### Directives
#1 Can you turn the paragraph of the article on ecommerce merchants that begins "Ecommerce merchant refers to" into a short bulleted list that keeps its main facts?
#2 Could you write the next part of the article on ecommerce merchants, picking up after its final sentence?

───── Provided text ─────

May 28, 2024

What is an ecommerce merchant? 

Kristen Campbell

‘Ecommerce store owner’ is a term you might hear more often in 2024, especially since ecommerce merchants now make up more than a fifth of global retail sales. In 2023, U.S. ecommerce represented 22.0% of total retail sales, and global ecommerce sales were an estimated $5.7 trillion U.S. dollars that same year.

Ecommerce merchant refers to a business that sells its goods or services via digital channels. This could include apparel sellers, beauty brands, technology companies, or businesses built around marketplace sites like Shopify or Amazon. Ecommerce merchants offer their goods primarily through online channels, such as websites, apps, or online marketplaces, and process sales via electronic transactions. Payments can be made via third party merchants, like PayPal or Square, or directly through sites like Amazon. 

With such a wide range of business models included in ‘ecommerce’, it’s possible for programs geared towards ecommerce merchants to slip under the radar. When many people think of an ecommerce business, they typically envision a site selling a product direct to consumer. There are many ecommerce businesses outside of that realmFor example, ecommerce merchants include:

  • Subscription to services, such as media or products
  • Artists selling prints of their work 
  • Digital content creators offering courses online
  • Designers selling homewares from their own brand
  • Clothing brands offering hand-printed shirts on TikTok shop
  • Musicians selling recordings on their website
  • A wholesaler selling white-labeled products to businesses
  • A food business selling their cookies direct to consumer but their ingredients to restaurants

All of the examples above are ecommerce merchants: the brands, businesses, marketplace sellers, and creators that offer goods or services primarily sold online.

───── Data records ─────

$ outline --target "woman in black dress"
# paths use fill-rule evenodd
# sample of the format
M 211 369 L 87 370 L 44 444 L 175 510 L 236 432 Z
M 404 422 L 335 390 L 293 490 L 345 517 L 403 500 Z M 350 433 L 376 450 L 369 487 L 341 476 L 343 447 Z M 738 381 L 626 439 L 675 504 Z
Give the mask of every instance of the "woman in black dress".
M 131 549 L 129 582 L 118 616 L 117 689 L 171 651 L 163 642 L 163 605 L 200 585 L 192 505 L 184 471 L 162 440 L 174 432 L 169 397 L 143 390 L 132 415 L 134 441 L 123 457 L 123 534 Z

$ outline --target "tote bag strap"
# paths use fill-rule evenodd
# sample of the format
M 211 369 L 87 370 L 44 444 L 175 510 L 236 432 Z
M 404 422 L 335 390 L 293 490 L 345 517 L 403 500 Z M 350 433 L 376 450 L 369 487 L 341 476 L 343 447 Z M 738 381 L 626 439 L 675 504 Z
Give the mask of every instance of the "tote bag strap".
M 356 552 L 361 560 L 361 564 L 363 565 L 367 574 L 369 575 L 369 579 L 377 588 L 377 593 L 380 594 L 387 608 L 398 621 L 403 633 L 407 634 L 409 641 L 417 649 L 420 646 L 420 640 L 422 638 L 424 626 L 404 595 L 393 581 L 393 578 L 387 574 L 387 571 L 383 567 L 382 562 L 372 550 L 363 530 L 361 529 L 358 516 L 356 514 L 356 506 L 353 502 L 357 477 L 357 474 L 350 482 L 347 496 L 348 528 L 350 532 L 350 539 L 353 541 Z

─────

### Task results
#1
- An ecommerce merchant is a business that sells goods or services through digital channels.
- Examples include apparel sellers, beauty brands, technology companies, and businesses built around marketplace sites like Shopify or Amazon.
- These merchants offer goods mainly through websites, apps, or online marketplaces and process sales electronically.
- Payments go through third-party merchants such as PayPal or Square, or directly through sites like Amazon.

#2
Types of ecommerce merchants

Ecommerce is a relatively broad term. Some ecommerce store owners might sell physical products like apparel, jewelry, or home goods, which require physical inventory and ship nationwide. Others may sell digital products, such as subscriptions, digital assets, or software. These ecommerce store owners differ considerably in terms of how and where they sell goods.

In general, types of ecommerce store owners include:

Types of ecommerce merchants: Retail ecommerce merchants

Retail ecommerce merchants sell physical goods directly to their customers. Retail ecommerce includes goods such as clothing, accessories, shoes, electronics, or housewares. 

Ecommerce store owners sell their products online via independent websites. These websites might be created by platforms such as Shopify or BigCommerce, or via custom websites with payment plugins, such as Stripe, Paypal, or Square.

Retail ecommerce merchants also sell goods on marketplace sites like Amazon or Ebay, either as the primary selling platform for the brand, or as an addition to regular sales.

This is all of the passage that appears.